(Your objective) Reproduce the rows from the start of the records up to and including the line containing "(292, 81), (320, 98)", requests included, scaling every bounding-box coordinate in the answers by 0.3 and rounding each result to a whole number, with halves rounded up. Leave the numbers in the requests and their format samples unchanged, and omit the pictures.

Region labeling records
%%
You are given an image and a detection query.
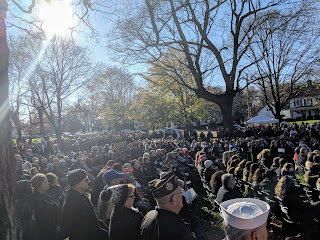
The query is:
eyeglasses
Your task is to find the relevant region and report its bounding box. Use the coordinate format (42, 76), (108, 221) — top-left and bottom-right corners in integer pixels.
(170, 189), (184, 202)
(84, 178), (90, 182)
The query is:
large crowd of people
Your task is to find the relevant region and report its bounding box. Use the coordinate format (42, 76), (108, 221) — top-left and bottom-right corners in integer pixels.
(14, 124), (320, 240)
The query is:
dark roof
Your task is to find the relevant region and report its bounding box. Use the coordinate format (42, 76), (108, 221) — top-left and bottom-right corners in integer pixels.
(292, 81), (320, 98)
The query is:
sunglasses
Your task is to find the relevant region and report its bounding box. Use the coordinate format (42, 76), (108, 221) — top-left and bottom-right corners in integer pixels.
(84, 178), (90, 182)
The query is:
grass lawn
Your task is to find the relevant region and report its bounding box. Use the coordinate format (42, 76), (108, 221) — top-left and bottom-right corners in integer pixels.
(289, 120), (320, 125)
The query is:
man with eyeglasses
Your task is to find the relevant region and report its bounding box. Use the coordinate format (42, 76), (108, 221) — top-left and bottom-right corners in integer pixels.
(141, 172), (196, 240)
(62, 169), (109, 240)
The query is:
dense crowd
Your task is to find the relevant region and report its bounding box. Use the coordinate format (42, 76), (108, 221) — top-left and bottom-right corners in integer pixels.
(14, 124), (320, 240)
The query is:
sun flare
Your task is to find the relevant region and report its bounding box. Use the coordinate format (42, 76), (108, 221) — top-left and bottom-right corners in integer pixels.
(38, 1), (76, 37)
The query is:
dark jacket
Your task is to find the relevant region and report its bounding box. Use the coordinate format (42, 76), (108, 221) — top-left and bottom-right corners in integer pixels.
(109, 206), (143, 240)
(216, 186), (242, 204)
(202, 168), (217, 183)
(47, 186), (66, 207)
(132, 168), (148, 187)
(282, 186), (320, 223)
(91, 169), (105, 206)
(15, 180), (35, 240)
(141, 208), (196, 240)
(62, 188), (108, 240)
(33, 191), (61, 240)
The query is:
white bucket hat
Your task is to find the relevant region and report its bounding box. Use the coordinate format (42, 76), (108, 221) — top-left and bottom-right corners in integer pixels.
(220, 198), (270, 230)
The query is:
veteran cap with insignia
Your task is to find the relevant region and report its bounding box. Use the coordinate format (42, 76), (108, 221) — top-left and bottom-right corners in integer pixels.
(149, 172), (179, 198)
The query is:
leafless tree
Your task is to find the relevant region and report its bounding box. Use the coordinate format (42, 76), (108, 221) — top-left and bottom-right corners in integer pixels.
(249, 6), (320, 120)
(109, 0), (298, 129)
(0, 0), (109, 240)
(29, 39), (92, 140)
(9, 36), (32, 139)
(88, 66), (137, 127)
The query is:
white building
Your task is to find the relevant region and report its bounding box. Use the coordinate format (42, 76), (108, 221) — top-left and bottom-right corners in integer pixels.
(290, 95), (320, 118)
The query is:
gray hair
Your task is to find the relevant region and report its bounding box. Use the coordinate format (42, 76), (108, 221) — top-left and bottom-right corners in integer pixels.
(221, 173), (233, 187)
(223, 221), (254, 240)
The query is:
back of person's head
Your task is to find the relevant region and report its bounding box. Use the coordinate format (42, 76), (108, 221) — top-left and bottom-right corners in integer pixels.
(248, 163), (259, 182)
(221, 173), (233, 187)
(281, 163), (294, 172)
(237, 159), (247, 168)
(252, 168), (264, 183)
(16, 180), (32, 200)
(313, 155), (320, 164)
(107, 160), (116, 168)
(244, 161), (253, 172)
(257, 149), (270, 160)
(112, 163), (123, 173)
(275, 175), (293, 199)
(279, 158), (288, 168)
(46, 172), (58, 186)
(310, 163), (320, 175)
(30, 173), (46, 190)
(263, 170), (277, 180)
(307, 152), (317, 162)
(234, 167), (243, 179)
(273, 157), (280, 167)
(227, 167), (236, 174)
(210, 170), (224, 188)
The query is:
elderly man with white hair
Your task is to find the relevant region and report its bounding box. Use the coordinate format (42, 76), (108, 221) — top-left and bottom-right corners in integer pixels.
(220, 198), (270, 240)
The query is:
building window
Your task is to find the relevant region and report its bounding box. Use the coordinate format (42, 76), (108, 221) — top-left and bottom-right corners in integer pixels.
(293, 100), (302, 107)
(305, 99), (312, 106)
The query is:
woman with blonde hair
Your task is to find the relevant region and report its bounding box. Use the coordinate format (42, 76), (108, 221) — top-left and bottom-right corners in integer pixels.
(101, 184), (143, 240)
(30, 173), (61, 240)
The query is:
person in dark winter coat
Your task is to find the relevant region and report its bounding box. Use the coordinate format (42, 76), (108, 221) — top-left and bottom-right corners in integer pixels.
(141, 172), (197, 240)
(15, 180), (35, 240)
(30, 173), (61, 240)
(216, 173), (242, 204)
(101, 184), (143, 240)
(62, 169), (108, 240)
(131, 160), (148, 187)
(46, 173), (66, 207)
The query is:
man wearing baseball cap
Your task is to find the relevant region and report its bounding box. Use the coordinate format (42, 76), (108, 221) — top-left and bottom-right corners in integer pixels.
(141, 172), (196, 240)
(97, 169), (124, 225)
(62, 169), (108, 240)
(220, 198), (270, 240)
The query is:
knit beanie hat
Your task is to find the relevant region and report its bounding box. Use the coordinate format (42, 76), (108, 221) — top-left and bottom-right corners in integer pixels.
(101, 184), (129, 206)
(67, 169), (87, 187)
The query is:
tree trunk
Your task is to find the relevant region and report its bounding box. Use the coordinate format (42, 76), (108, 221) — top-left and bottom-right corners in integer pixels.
(274, 106), (282, 123)
(11, 113), (22, 139)
(217, 95), (234, 133)
(37, 107), (46, 138)
(0, 0), (21, 240)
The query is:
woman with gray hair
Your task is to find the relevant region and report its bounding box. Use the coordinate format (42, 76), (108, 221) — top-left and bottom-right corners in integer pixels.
(216, 173), (242, 204)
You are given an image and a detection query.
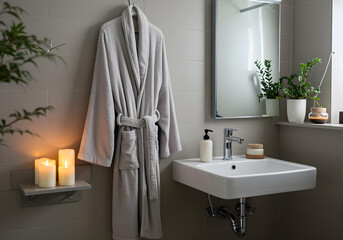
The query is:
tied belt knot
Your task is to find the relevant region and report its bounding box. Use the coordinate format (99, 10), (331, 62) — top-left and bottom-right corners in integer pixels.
(117, 110), (160, 200)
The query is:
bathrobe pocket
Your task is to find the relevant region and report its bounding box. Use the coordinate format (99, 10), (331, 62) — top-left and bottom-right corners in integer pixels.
(119, 129), (139, 170)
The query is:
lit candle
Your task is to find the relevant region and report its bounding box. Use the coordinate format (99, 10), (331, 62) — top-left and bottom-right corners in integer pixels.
(58, 149), (75, 167)
(58, 161), (75, 186)
(35, 158), (48, 185)
(38, 159), (56, 187)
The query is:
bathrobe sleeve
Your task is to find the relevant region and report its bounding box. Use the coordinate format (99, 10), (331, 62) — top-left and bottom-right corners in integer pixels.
(157, 37), (182, 157)
(78, 31), (115, 167)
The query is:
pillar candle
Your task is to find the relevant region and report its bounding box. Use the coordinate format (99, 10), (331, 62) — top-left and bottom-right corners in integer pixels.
(58, 149), (75, 167)
(58, 161), (75, 186)
(35, 158), (48, 185)
(38, 159), (56, 187)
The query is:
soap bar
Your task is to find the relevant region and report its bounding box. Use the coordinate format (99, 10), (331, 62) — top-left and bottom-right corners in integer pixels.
(247, 148), (264, 155)
(245, 143), (265, 159)
(248, 143), (263, 149)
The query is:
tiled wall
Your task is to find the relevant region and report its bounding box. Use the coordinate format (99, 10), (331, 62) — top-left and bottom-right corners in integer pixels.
(0, 0), (292, 240)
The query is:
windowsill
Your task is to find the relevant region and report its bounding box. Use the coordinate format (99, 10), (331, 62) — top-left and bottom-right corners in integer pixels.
(276, 122), (343, 131)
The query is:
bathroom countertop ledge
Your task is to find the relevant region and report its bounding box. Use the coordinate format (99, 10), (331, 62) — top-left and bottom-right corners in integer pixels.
(276, 122), (343, 131)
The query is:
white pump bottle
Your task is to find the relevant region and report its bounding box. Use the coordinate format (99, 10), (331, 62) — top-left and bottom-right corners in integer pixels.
(200, 129), (213, 162)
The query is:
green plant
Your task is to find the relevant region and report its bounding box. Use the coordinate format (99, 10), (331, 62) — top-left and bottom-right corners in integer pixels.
(280, 58), (321, 103)
(255, 59), (283, 102)
(0, 2), (64, 145)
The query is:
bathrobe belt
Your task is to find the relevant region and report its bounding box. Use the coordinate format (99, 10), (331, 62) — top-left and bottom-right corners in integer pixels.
(117, 110), (160, 200)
%%
(Exercise solution)
You are given an image and a detection query.
The query is:
eyeglasses
Your task is to find the relevant region and report its bounding box. Use the coordinate format (42, 76), (108, 221) — top-left and bottom-right corners in integer pixels.
(51, 57), (55, 61)
(25, 53), (27, 55)
The query is:
large crowd of people
Your task is to find the relevant region and report its bounding box. Use the coordinate format (42, 76), (108, 221) — top-left and bottom-right corners in integer pixels.
(4, 37), (96, 72)
The query is:
dark roof
Your task is to find the relevant region and report its bounding box. Use the coordinate format (42, 76), (108, 221) — top-left and bottom-right corners in integer pixels.
(88, 24), (96, 29)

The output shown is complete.